▶ _Task description_:
Could you copy every line below word for word, in the same order?

▶ _Data provided_:
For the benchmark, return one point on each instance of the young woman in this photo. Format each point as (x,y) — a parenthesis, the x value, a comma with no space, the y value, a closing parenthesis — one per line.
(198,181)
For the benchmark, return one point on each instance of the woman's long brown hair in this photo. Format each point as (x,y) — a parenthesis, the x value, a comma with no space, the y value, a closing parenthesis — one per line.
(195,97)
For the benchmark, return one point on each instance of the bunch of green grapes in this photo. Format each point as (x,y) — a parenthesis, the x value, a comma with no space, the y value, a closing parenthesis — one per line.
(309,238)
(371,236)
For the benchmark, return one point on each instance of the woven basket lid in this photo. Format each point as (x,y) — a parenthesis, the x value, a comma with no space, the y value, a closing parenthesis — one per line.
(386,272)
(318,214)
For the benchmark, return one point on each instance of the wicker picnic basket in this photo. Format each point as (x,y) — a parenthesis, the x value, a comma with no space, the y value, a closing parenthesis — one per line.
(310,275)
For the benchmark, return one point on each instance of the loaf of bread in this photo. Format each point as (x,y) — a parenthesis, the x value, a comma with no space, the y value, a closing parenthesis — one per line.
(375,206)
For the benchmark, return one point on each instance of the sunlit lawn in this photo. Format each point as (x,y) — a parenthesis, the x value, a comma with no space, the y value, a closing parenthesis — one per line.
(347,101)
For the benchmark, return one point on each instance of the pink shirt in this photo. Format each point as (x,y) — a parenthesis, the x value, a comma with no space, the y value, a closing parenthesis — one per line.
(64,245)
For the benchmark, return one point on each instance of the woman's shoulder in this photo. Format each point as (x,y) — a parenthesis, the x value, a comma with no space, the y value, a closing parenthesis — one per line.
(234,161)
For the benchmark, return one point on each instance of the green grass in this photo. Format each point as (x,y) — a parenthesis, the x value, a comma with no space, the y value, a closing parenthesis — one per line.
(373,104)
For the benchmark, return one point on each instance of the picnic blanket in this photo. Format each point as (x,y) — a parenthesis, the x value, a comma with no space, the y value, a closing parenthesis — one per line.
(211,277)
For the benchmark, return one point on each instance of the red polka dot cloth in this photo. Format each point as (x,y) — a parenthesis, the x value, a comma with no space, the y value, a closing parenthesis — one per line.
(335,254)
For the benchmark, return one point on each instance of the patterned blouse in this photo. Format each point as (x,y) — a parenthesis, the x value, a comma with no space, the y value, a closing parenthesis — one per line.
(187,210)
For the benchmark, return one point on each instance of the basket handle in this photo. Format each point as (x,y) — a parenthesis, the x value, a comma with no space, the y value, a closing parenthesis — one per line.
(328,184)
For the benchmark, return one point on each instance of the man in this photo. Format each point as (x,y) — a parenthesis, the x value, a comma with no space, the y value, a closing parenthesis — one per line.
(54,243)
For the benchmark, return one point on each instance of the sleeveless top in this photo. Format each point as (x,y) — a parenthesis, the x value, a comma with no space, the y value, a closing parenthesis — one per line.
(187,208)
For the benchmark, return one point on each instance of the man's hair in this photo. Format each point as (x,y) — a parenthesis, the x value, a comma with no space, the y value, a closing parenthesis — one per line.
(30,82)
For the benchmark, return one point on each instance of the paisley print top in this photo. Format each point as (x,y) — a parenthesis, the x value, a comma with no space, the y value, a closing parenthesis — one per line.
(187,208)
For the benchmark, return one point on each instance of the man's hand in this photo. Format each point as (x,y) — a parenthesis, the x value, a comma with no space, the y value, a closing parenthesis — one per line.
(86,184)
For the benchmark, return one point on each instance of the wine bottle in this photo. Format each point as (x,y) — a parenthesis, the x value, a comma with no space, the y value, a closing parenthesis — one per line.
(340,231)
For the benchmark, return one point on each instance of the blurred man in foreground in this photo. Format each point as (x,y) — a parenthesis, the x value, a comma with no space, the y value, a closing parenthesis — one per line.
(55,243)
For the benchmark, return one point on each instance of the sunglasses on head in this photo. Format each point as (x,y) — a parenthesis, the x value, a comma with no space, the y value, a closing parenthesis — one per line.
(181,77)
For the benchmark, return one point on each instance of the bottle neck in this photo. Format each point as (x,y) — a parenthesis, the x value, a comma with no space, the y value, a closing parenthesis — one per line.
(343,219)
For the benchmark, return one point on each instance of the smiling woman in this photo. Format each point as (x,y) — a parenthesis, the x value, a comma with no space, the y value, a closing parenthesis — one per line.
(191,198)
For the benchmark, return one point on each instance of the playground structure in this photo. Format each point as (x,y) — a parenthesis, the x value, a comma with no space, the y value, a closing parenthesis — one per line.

▶ _Correct output_:
For the benchmark, return one point on each instance of the young woman in this photo. Format each point as (x,y) — a parenthesis, the x value, a comma with no space, the y value, a closing parenthesis — one per line.
(198,181)
For the benchmark, return one point on each instance of the woman's long brown hair in this photo. Format each point as (x,y) — a parenthesis, the x value, a comma with no space, the y value, a closing parenthesis — one per line.
(195,97)
For the benchmark, return one point on each instance of the bunch of green grapes in this photo. Format each point as (x,y) — a parenthesis, the x value, a comma with no space, the y value, a closing parenthesis — one per line.
(309,238)
(371,236)
For the benchmark, return one point on each instance of the woven basket lid in this photo. Format each point as (x,y) — a parenthesis, the x value, a comma with no space, the y value, a closing parenthesis — one per line.
(386,272)
(318,214)
For the benchmark, return one point on each instance of the wicker picnic basket in this photo. Format each point as (x,y) — a parenthesis, the x value, a comma with no space, the y value, a closing parenthesis — one per line.
(310,275)
For the benchmark, return one point on each instance of the loaf of bread in this photo. Format each point as (x,y) — a parenthesis, the x value, a comma with no space, the y value, a closing parenthesis — one per line.
(375,206)
For the benchmark, return one point on each instance of the sunlit lawn in this photo. Format each point as (x,y) — a parenthesis, the x value, a comma with no space, the y value, a closing parenthesis — one per line.
(347,101)
For the benchmark, return one point on each instance of the pink shirt in this photo. Format each point as (x,y) — a parenthesis, the x value, a comma with no space, the y value, a closing parenthesis — one per line.
(64,245)
For the benchmark, return one point on each instance of the woman's shoulder in this photo. Format each point as (x,y) — a parenthesis, the x value, a comma with no space, the y value, a closing parenthesis — one per line.
(234,161)
For the benchmark, return one point on each instance of the green grass in this photo. Format each point as (x,y) — a parenthesis, the x value, a comma with no space, the y value, a closing parenthesis — one per line.
(373,104)
For the benchmark, return one point on each instance of the picnic blanket in this photo. Format each point as (x,y) — a parenthesis, the x value, a comma with no space, the y value, a closing parenthesis — one per line.
(211,277)
For the benchmark, return one point on each instance of the red polka dot cloth in this photo. Format each point as (x,y) — a parenthesis, the x value, a comma with no space, the y value, a closing parenthesis — one per line.
(335,254)
For the benchmark, return one point on each instance of the patterned blouse in this photo. Format each point as (x,y) — a parenthesis, the x value, a comma with no space, the y value, a closing parenthesis — one per line.
(187,210)
For the benchmark, return one point on each instance of the basket handle in this photo. Format each point as (x,y) — a parenthesis, the x value, a comma with no space, the y value, a closing parenthesis — one per line.
(328,184)
For the benchmark, return one point on each instance of the man in this photo. Format each point as (x,y) — a parenthesis, the x value, a comma with no space, the y value, a closing parenthesis — one per line.
(54,243)
For the benchmark, return one point on each instance of the sleeveless top in this photo. Format each point as (x,y) — a parenthesis, the x value, a comma with no space, the y value, a closing parenthesis — one per line.
(187,208)
For the benchmark, return one point on each instance of the man's hair in this photo. Format each point as (x,y) — a parenthesis, the x value, a comma with no space, the y value, a closing parenthesis — one per line.
(30,82)
For the benchmark, return one point on each instance of the paisley print top in this photo. Format each point as (x,y) — a parenthesis, the x value, a comma with no space, the y value, a closing parenthesis — one per line.
(187,208)
For the benchmark, return one point on each instance of the man's hand in this photo. Format each point as (x,y) — a parenthesis, the x value, a comma with no space, the y value, a closing parenthesis — one per line.
(86,184)
For the benchmark, return one point on each instance of the wine bottle in this photo. Format each point as (x,y) — a parenthesis, the x value, a comma with no space, the y value, a closing parenthesis — one per line.
(340,231)
For the benchmark, return one point on each instance of the blurred man in foreground in this photo. Format each point as (x,y) — a parenthesis, the x value, a comma with no space, the y value, a closing parenthesis — one per line.
(55,243)
For the benchmark, return one point on each instance of the sunglasses on head in this photo. Format each point as (x,y) — a parenthesis, the x value, a comma with no space, the y value, a closing parenthesis — one per line.
(181,77)
For the benchmark, return one point on each instance of the bottle neck in this photo. Format each point as (x,y) — a parenthesis, the x value, a comma with no space, the y value, a closing parenthesis — one per line.
(343,219)
For the benchmark, return one point on each instance of the smiling woman in this photo. Format each point as (x,y) — a parenthesis, the x value, a comma with no space, the y value, a closing parenthesis — one per line.
(191,198)
For the benchmark, return one point on each instance of the playground structure in this photo. Format each point as (x,y) — a parenthesis, the x value, a comma with no space, the y value, a closing parenthesis — one per line.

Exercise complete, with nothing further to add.